> _What you need to do_:
Reproduce the following lines verbatim, keeping every line of the material in its original order.

> _Information shown_:
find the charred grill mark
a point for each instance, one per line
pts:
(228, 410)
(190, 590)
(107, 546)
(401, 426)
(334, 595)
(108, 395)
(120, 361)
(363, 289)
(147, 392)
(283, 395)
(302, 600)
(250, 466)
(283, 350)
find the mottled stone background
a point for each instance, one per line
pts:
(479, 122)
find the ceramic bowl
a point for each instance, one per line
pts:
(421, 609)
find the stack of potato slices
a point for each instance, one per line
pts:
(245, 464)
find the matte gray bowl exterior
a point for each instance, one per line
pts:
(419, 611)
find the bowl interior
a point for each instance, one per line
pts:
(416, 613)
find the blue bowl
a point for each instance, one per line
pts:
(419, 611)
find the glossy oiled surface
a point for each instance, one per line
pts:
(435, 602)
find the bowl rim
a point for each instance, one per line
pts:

> _Finished answer_:
find the charred grill mark
a point for each instance, one per line
pts:
(228, 410)
(190, 590)
(107, 546)
(401, 426)
(334, 595)
(108, 395)
(120, 361)
(363, 289)
(147, 392)
(283, 395)
(302, 600)
(250, 466)
(283, 350)
find the mottled stone background
a point for each instance, one per line
pts:
(479, 122)
find the ceramic bowl
a point for each instance, one per line
pts:
(421, 609)
find the stack of potato slices
a point for each instance, one per line
pts:
(245, 464)
find the matte gray bowl exterior
a point for each instance, one per line
pts:
(419, 611)
find the bowl interior
a point for each instance, one per line
pts:
(416, 613)
find the blue bowl
a point for each instance, one per line
pts:
(419, 611)
find the glossy oiled surface
a point for each instance, one per line
pts:
(435, 602)
find the bowl rim
a point for each instance, one per line
pts:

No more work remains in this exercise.